Tarefas:
[a] Liste todas as palavras ou expressões que aparecem entre aspas no texto sobre o Aeroporto de Campinas.
[b] Nos registros, troque "wooden bracket" por "metal bracket" e mantenha todo o resto igual. Deixe as imagens fora da resposta.

Bloco de texto:
┏━━

Aeroporto de Campinas SP

Dizem as pessoas muito viajadas que os aeroportos, no mundo inteiro, são muito parecidos uns com os outros, de tal maneira, que é possível a ilusão de que existe uma cultura mundial "globalizada" (quando, na verdade, o que existe mesmo é a dominação cultural ocidental sobre territórios e áreas estratégicas para o mundo capitalista em que vivemos). Não sou anti-ocidental, evidentemente, nem anti-ecológico. Ao contrário, tenho plena consciência de minha ocidentalidade; desde a maneira de viver (de comer e de me vestir) até a de pensar (científica ou esteticamente). Por outro lado, também não desejo abandonar todas as comodidades civilizatórias que estão impregnadas em meu cotidiano (a começar pela internet e pelo mundo elétrico e eletrônico), abandonando minha casa em Jaguariúna, meu emprego de professor de história, em Campinas, São Paulo, para ir morar em cima da Chapada dos Veadeiros, em Goiás (em "Busca do Tempo Perdido"), como um neo-hippie. Muito menos quero dar trela ao mundo "pós-moderno" e ecológico, como o da ideologia política dos "verdes" (sempre achei ridículo a importação e imitação subserviente de ideologias e movimentos nascidos em solo europeu ou norte americano) de desenvolvimento ecológico autossustentado (não tenho a menor simpatia pelo Gabeira, nunca tive, nem quando ele retornou do exílio dourado na Suécia, andando de sunguinha de crochê e vendendo seus best sellers muito lidos pela esquerda festiva de 1979 e 1980; até hoje não li nenhum deles, nem pretendo ler). O que quero afirmar aqui é apenas isto: os padrões urbanísticos que construímos, criados pelo mundo ideal (colonizado) da sociedade capitalista brasileira neste final de século XX e início de século XXI, passam pela erradicação de tudo que diga respeito à nossa tropicalidade, a começar pela Mata Atlântica (que vemos, nestas fotos aqui embaixo, apertada, em poucos vestígios que sobraram dela, entre áreas urbanizadas da região de Campinas). É este fenômeno sócio-econômico e histórico que quero ajudar a combater, porque creio que nossa riqueza está exatamente em nosso diferencial tropical (em todos os sentidos, desde o significado econômico que esta realidade tropical nos traz, até o significado estético que o modernismo e o tropicalismo trouxeram para nossa cultura) e que não precisamos erradicar o ambiente natural em que vivemos para que o desenvolvimento seja possível, mas podemos sim conviver mais harmonicamente com ele.

┗━━

(Trechos de dados de rotulagem de localização)
┏━━

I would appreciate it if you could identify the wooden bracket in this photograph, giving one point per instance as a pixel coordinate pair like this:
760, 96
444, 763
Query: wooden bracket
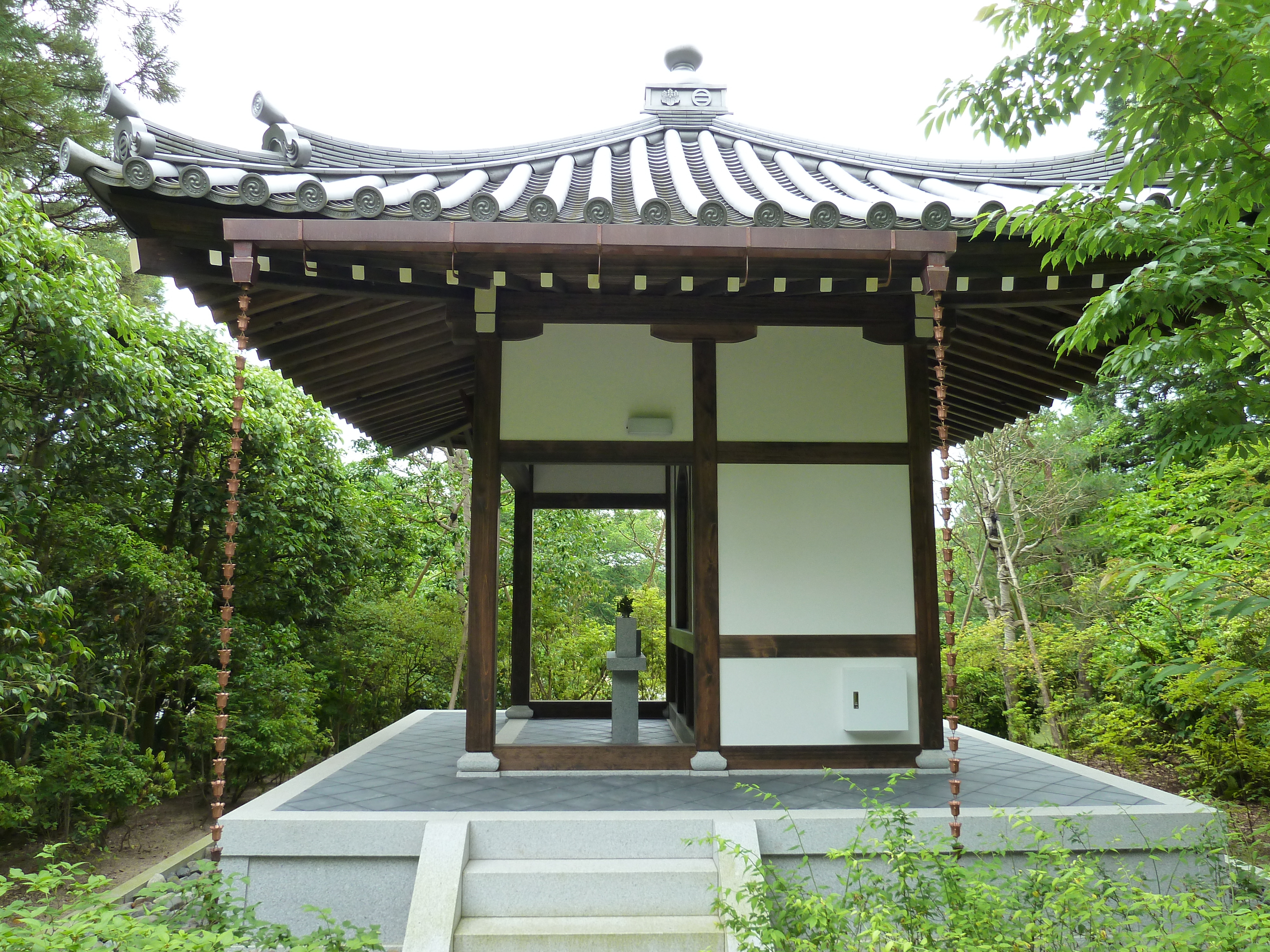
244, 270
935, 275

┗━━

Respostas por tarefa:
[a]
- "globalizada"
- "Busca do Tempo Perdido"
- "pós-moderno"
- "verdes"

[b]
I would appreciate it if you could identify the metal bracket in this photograph, giving one point per instance as a pixel coordinate pair like this:
760, 96
444, 763
Query: metal bracket
244, 270
935, 275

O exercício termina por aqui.